Your output should be the line with "of the utility" followed by every remaining line of the entries, reproduced exactly.

- [Provided data]:
-.-.-
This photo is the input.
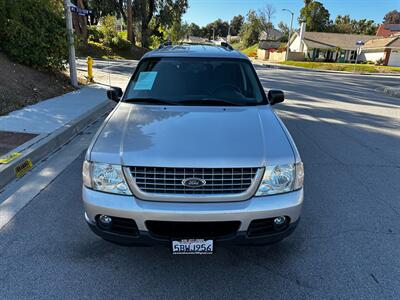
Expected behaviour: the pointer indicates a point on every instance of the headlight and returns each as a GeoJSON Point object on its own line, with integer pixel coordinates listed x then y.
{"type": "Point", "coordinates": [281, 179]}
{"type": "Point", "coordinates": [105, 178]}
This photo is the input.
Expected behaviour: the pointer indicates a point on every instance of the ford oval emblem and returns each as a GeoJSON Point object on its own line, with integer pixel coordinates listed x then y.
{"type": "Point", "coordinates": [193, 182]}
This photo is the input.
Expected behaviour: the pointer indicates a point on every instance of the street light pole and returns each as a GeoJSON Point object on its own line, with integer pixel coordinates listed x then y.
{"type": "Point", "coordinates": [71, 46]}
{"type": "Point", "coordinates": [290, 32]}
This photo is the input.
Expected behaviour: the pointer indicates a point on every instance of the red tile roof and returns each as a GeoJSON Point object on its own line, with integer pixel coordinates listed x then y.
{"type": "Point", "coordinates": [386, 30]}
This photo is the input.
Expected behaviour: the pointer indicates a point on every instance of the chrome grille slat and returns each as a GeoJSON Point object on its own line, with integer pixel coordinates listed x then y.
{"type": "Point", "coordinates": [157, 180]}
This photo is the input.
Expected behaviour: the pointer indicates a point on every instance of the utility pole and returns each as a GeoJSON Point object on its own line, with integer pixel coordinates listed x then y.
{"type": "Point", "coordinates": [129, 21]}
{"type": "Point", "coordinates": [71, 46]}
{"type": "Point", "coordinates": [290, 32]}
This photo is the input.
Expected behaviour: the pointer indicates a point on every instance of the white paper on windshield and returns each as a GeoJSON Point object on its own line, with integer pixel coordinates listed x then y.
{"type": "Point", "coordinates": [145, 81]}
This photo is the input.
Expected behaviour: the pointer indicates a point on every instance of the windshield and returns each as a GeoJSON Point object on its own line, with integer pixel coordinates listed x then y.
{"type": "Point", "coordinates": [196, 81]}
-.-.-
- [Completed exercise]:
Expected behaviour: the pointer indicates a point on every instance of the utility pole and returns each as a GeoJSON Point object on its own line, with integer pixel coordinates listed x then y.
{"type": "Point", "coordinates": [129, 21]}
{"type": "Point", "coordinates": [71, 46]}
{"type": "Point", "coordinates": [290, 32]}
This photo is the input.
Expected behaviour: the pointer indicates a point on every instance of the white paper on windshield and returns each as a GeoJSON Point object on its own line, with integer pixel coordinates listed x then y.
{"type": "Point", "coordinates": [145, 81]}
This photo is the input.
Expected behaviour: the pointer indicates a point on every instance of the windshield and returns each as a GeoJSON Point object on its own line, with integer pixel coordinates listed x then y.
{"type": "Point", "coordinates": [196, 81]}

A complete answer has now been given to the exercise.